▶ **Prompt**
Copy out only those lines running from the line with "each like [961,693]." to the end of the listing, keeping each one exactly as it is.

▶ **Material for this exercise**
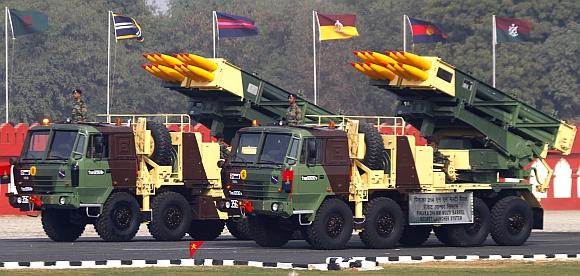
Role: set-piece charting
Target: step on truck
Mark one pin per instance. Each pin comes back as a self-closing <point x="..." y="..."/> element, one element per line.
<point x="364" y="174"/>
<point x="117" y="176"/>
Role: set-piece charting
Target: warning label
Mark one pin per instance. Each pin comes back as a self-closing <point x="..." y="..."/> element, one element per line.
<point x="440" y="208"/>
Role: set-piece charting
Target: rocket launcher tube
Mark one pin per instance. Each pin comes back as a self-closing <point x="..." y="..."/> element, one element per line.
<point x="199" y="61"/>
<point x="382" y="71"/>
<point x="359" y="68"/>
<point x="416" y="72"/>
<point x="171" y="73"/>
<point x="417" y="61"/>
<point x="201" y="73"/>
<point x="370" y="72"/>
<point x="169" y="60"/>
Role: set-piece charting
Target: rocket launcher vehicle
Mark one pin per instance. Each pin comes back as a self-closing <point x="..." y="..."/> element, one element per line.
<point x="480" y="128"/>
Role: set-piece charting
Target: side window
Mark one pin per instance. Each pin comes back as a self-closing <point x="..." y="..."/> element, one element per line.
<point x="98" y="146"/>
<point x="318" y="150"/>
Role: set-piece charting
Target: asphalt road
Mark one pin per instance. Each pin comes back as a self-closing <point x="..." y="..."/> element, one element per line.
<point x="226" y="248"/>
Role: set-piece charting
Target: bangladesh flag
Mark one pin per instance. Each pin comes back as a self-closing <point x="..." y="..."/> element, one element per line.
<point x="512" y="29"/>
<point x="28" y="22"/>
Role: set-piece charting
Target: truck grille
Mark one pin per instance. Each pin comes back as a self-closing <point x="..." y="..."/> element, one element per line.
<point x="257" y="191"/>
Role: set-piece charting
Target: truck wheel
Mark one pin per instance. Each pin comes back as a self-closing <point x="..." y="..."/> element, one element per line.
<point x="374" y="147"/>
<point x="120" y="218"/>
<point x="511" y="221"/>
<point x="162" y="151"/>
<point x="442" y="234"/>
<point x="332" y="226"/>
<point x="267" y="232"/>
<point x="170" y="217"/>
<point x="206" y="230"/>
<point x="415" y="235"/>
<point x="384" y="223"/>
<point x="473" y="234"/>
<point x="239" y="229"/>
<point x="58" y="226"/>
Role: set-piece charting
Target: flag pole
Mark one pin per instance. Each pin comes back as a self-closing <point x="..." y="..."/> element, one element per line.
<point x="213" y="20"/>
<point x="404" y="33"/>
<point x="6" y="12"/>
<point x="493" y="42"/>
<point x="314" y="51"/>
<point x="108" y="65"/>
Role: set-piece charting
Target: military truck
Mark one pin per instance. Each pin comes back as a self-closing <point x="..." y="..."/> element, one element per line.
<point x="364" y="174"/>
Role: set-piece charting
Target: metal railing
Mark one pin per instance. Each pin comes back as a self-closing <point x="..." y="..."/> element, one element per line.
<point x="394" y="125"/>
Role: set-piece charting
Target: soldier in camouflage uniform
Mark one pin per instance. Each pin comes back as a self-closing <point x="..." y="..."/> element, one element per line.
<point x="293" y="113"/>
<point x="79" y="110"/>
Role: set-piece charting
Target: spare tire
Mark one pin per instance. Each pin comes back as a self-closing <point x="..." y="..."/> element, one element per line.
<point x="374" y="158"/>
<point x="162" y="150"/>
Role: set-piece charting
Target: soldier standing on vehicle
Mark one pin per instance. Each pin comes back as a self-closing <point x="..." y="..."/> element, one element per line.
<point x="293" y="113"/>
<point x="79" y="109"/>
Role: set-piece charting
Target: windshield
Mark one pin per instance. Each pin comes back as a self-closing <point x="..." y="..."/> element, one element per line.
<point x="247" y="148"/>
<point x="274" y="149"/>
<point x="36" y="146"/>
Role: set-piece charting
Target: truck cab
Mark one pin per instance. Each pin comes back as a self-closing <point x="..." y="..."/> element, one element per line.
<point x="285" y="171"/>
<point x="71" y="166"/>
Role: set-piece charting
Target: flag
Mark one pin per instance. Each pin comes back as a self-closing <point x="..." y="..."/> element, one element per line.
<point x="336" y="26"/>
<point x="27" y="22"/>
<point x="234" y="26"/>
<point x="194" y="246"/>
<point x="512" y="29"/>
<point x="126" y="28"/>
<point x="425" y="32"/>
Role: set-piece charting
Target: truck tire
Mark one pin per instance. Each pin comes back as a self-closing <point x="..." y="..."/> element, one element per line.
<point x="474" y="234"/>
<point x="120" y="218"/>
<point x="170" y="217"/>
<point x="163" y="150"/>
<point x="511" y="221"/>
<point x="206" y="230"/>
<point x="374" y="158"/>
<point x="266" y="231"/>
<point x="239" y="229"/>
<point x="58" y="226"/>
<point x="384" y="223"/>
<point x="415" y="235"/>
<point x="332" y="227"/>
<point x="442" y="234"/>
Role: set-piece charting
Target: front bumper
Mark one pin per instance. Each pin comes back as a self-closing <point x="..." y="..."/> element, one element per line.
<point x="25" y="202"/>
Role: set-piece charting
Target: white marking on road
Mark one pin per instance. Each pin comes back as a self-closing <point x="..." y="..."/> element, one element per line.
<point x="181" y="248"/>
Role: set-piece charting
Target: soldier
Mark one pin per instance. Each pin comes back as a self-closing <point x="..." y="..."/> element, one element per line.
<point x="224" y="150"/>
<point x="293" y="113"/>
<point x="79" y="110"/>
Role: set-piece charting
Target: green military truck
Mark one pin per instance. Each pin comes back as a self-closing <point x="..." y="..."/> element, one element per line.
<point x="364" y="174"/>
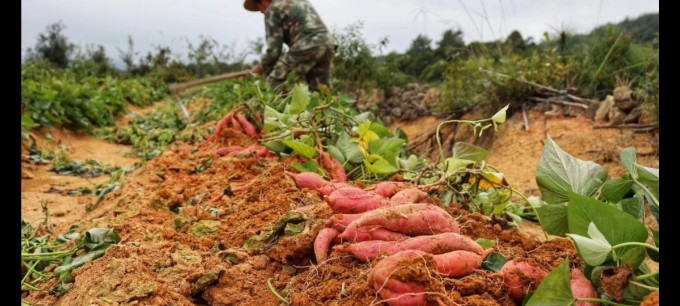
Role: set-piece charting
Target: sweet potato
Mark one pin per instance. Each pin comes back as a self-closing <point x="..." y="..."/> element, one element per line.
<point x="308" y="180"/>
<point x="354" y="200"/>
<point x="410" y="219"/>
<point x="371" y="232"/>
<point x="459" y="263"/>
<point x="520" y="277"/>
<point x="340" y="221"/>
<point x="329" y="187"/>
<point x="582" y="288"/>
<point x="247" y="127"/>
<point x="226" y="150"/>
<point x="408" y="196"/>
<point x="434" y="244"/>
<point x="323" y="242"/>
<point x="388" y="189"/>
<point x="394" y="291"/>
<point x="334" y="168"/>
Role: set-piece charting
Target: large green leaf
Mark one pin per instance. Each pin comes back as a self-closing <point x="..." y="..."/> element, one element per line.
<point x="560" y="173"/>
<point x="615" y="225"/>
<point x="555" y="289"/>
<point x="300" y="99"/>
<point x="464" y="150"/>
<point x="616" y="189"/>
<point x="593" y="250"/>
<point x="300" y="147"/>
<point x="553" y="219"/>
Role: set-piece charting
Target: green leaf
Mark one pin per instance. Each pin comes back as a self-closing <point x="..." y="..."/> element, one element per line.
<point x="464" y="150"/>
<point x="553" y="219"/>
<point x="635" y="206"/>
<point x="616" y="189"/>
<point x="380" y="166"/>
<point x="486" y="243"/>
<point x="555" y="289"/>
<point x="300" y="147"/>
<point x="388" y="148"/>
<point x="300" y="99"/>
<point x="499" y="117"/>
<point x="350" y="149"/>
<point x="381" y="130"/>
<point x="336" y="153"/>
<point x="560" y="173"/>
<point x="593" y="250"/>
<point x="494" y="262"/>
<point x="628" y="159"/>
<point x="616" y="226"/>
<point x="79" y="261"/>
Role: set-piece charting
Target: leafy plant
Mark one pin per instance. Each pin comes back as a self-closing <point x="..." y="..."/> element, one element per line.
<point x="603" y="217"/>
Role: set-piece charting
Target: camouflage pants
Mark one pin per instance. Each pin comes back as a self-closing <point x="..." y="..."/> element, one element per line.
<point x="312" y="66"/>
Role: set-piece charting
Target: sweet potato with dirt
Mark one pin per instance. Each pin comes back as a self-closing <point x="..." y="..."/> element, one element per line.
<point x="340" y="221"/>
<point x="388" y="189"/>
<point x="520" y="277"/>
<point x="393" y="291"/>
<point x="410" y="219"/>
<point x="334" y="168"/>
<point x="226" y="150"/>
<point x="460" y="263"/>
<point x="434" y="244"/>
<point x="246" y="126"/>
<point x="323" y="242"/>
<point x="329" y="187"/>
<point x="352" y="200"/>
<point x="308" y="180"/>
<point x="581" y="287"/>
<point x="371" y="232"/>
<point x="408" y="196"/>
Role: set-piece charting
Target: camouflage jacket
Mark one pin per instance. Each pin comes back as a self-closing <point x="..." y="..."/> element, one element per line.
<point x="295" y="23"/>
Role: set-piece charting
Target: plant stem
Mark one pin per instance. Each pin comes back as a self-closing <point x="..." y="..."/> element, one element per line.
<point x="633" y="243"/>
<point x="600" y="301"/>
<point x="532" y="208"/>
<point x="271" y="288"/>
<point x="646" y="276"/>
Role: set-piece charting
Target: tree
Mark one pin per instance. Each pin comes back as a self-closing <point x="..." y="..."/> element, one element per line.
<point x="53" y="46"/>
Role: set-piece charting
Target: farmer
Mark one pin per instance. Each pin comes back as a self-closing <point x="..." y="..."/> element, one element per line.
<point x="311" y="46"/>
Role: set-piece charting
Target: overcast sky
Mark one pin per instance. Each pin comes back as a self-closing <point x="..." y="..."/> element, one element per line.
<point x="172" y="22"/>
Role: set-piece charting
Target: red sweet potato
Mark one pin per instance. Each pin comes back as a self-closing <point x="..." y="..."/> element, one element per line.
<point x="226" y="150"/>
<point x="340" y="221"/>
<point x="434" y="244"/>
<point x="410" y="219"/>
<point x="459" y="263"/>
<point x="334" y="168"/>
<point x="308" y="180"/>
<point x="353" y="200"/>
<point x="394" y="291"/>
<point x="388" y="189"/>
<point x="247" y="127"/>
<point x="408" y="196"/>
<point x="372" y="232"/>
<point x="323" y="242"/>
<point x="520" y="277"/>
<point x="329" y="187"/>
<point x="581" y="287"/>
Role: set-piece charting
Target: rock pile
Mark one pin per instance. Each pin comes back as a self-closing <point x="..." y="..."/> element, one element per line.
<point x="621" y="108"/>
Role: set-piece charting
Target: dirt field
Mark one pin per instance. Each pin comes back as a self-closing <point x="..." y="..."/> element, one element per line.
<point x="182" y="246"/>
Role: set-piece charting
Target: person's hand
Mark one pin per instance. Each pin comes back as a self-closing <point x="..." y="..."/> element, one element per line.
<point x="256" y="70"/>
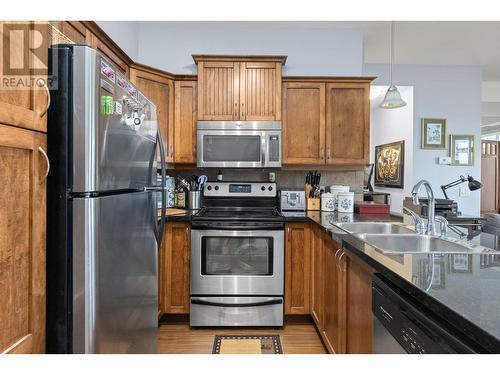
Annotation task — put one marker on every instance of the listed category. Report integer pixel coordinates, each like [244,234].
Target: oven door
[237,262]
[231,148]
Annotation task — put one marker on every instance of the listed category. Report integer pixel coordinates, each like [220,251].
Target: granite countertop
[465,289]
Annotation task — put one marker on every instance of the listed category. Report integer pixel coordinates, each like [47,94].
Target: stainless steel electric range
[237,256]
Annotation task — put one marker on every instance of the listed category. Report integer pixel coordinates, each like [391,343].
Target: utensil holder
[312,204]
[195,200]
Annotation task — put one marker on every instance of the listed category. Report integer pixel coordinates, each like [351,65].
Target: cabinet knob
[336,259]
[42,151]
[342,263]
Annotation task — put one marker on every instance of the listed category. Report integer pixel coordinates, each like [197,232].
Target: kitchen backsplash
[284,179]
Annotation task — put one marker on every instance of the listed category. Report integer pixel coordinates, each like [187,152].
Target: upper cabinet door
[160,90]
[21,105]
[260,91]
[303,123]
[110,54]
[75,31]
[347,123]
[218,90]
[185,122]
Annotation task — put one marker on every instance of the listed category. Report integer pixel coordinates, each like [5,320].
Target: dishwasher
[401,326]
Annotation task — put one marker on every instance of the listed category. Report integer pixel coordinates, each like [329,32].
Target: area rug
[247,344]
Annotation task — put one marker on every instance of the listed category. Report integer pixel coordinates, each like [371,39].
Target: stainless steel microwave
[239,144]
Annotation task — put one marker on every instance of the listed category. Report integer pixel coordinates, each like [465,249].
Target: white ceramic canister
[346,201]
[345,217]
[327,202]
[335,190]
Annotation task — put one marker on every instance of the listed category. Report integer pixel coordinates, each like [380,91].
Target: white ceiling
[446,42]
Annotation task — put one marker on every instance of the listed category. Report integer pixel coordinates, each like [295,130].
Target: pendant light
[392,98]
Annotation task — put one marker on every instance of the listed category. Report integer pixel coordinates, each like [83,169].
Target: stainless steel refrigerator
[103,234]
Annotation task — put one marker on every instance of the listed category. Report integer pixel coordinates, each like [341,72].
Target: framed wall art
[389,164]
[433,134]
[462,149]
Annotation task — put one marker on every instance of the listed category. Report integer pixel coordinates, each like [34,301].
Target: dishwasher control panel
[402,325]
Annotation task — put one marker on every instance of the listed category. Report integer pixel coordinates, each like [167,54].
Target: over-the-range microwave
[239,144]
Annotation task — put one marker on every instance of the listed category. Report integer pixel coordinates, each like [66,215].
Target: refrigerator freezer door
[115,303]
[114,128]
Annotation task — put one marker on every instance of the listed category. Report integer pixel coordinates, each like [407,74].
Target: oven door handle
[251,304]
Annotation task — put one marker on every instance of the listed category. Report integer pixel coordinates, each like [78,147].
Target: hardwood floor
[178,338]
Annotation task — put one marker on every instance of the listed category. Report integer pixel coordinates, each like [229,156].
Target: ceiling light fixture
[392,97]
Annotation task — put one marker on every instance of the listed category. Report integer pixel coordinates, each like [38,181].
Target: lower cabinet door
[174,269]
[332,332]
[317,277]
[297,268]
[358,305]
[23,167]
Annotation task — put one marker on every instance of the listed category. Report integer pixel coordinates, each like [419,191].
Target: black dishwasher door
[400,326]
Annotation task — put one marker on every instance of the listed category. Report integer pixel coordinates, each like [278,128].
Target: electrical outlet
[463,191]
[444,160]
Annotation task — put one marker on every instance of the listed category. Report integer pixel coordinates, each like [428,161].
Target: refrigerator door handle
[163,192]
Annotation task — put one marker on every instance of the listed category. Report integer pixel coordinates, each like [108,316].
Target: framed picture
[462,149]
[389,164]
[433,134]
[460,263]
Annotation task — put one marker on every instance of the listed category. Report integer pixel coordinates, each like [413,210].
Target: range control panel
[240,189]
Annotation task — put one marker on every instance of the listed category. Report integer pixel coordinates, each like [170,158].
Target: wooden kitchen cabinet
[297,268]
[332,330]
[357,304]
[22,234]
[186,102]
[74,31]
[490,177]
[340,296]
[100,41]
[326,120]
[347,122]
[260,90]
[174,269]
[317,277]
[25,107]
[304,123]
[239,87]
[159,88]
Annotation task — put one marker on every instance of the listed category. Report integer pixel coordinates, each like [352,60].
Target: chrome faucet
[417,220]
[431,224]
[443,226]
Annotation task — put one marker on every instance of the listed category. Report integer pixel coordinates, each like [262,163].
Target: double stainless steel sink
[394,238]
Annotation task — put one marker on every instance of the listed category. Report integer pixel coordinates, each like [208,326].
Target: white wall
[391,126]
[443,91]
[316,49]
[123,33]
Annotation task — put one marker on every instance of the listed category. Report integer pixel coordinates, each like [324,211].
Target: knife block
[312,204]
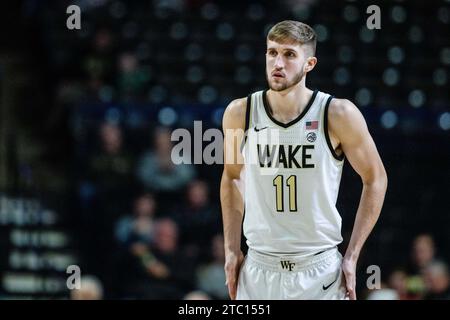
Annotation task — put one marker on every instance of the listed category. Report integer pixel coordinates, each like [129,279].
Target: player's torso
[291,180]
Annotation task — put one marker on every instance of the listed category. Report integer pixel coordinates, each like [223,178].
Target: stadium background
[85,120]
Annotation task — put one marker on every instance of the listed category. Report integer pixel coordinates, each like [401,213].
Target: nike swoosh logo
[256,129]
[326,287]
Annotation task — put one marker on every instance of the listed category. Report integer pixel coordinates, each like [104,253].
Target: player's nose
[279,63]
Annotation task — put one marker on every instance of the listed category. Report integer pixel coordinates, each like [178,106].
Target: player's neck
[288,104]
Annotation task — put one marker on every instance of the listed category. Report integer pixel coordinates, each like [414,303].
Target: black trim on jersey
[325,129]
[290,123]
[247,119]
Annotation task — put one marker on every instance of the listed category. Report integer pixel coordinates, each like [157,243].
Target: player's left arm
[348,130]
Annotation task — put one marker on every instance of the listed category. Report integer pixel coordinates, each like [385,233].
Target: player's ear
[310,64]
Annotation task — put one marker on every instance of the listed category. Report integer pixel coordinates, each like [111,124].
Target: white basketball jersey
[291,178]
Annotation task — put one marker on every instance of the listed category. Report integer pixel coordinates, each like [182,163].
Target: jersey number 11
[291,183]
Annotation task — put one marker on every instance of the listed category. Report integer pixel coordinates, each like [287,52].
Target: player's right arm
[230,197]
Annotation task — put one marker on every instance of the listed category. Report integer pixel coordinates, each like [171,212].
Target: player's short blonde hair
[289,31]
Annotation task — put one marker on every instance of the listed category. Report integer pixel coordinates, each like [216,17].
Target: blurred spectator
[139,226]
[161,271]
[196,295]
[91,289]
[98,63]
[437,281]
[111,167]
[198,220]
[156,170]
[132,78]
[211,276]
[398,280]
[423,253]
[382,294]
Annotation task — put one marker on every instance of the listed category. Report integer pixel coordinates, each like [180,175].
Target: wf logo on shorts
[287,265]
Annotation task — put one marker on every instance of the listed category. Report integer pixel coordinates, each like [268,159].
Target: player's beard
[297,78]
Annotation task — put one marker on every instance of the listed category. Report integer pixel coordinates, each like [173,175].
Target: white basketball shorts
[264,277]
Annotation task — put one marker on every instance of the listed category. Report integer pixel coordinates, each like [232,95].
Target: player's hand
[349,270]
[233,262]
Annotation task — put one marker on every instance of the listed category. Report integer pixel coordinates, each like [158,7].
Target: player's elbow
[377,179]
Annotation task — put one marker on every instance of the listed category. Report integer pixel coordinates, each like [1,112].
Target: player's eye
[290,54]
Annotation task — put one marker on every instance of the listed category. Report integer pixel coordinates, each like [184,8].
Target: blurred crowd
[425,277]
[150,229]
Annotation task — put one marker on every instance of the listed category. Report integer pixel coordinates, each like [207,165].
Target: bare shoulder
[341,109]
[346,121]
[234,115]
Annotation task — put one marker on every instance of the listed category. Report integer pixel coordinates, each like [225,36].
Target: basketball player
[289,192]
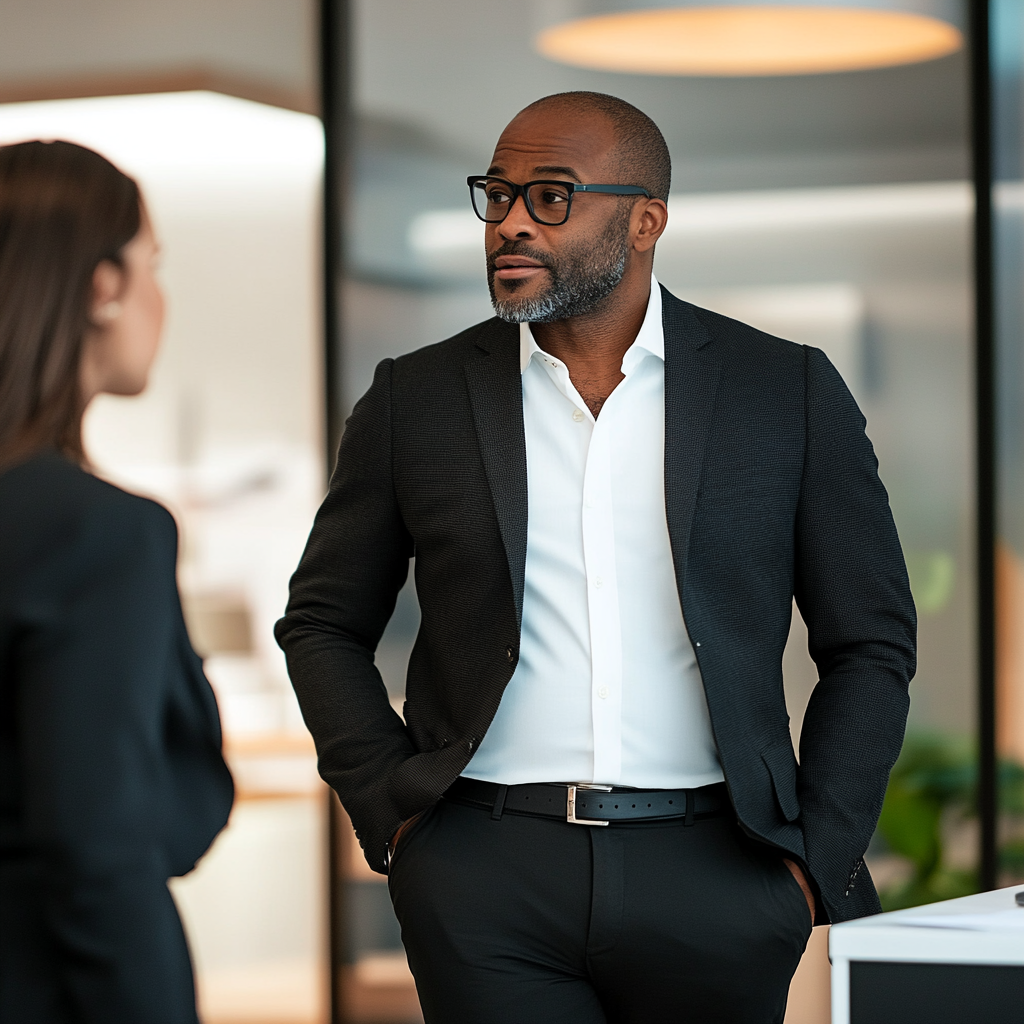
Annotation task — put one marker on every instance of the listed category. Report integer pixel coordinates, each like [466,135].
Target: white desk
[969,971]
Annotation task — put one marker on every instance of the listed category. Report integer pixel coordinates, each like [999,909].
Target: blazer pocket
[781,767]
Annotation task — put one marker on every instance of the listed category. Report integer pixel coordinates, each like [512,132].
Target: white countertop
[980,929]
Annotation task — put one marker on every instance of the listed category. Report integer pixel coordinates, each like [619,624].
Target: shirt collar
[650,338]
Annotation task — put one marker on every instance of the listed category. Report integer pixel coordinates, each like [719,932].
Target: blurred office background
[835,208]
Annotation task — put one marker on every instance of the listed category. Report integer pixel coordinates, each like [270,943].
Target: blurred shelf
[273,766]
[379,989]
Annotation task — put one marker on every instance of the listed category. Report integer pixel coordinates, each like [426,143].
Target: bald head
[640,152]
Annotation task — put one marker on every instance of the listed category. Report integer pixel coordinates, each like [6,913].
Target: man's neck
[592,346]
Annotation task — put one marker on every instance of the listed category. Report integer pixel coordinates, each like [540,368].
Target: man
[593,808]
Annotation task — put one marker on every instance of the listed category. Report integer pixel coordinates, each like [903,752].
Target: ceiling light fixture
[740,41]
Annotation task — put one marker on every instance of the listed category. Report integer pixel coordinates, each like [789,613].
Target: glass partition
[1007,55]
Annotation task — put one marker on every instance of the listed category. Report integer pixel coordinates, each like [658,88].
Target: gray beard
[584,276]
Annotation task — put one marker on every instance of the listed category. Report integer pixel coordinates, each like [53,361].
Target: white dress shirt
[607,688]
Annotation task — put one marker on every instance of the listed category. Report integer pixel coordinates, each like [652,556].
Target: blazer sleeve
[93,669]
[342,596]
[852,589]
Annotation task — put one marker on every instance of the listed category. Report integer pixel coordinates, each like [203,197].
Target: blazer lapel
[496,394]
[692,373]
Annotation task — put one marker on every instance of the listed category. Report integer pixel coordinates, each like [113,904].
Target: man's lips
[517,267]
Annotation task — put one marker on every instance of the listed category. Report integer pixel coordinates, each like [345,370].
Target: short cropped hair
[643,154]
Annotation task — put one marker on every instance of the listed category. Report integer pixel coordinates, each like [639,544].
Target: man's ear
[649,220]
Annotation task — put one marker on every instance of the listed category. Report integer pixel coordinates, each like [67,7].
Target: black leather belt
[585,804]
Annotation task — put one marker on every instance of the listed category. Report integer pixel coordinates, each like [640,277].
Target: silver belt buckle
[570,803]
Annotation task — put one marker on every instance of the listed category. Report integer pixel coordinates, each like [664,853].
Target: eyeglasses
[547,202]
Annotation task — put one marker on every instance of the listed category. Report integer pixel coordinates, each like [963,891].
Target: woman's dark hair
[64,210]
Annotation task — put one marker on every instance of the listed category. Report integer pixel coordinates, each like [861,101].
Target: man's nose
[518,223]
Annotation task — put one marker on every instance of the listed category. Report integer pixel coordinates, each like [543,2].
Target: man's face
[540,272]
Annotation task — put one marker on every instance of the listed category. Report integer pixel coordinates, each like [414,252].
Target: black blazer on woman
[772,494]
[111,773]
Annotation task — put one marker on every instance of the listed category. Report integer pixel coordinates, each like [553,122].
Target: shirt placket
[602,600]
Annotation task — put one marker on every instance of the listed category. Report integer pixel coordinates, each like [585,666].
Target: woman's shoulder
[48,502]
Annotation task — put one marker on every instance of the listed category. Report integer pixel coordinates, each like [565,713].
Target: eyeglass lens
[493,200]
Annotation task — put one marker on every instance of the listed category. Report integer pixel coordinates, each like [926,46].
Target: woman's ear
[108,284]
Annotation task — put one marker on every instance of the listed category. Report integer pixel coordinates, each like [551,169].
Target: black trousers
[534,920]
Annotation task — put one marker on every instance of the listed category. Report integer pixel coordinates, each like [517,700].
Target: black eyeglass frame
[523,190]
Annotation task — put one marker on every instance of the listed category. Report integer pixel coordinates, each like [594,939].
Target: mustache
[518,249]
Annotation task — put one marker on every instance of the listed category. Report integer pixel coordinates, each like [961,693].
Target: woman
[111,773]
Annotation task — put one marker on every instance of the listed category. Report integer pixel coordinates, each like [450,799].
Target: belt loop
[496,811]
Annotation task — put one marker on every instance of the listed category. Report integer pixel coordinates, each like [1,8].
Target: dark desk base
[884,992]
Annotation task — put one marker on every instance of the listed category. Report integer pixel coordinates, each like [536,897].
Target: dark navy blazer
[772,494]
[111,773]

▶ **Response for this exercise**
Annotation task — put one marker on every instance of the listed category. Report integer pixel coordinates, each like [961,693].
Target: woman
[111,773]
Annotation task — put one marker on every instance of the listed category. Report integer pixel coordinates, each like [450,799].
Target: belt loop
[496,811]
Annotation task — put one marker on every instance of the listed category. Report integer pixel coordinates, each like [1,8].
Target: dark desk base
[884,992]
Annotation task — put one marker on every instance of the listed category. Report integer pixel coordinates, each like [536,897].
Target: dark navy blazer
[772,494]
[111,773]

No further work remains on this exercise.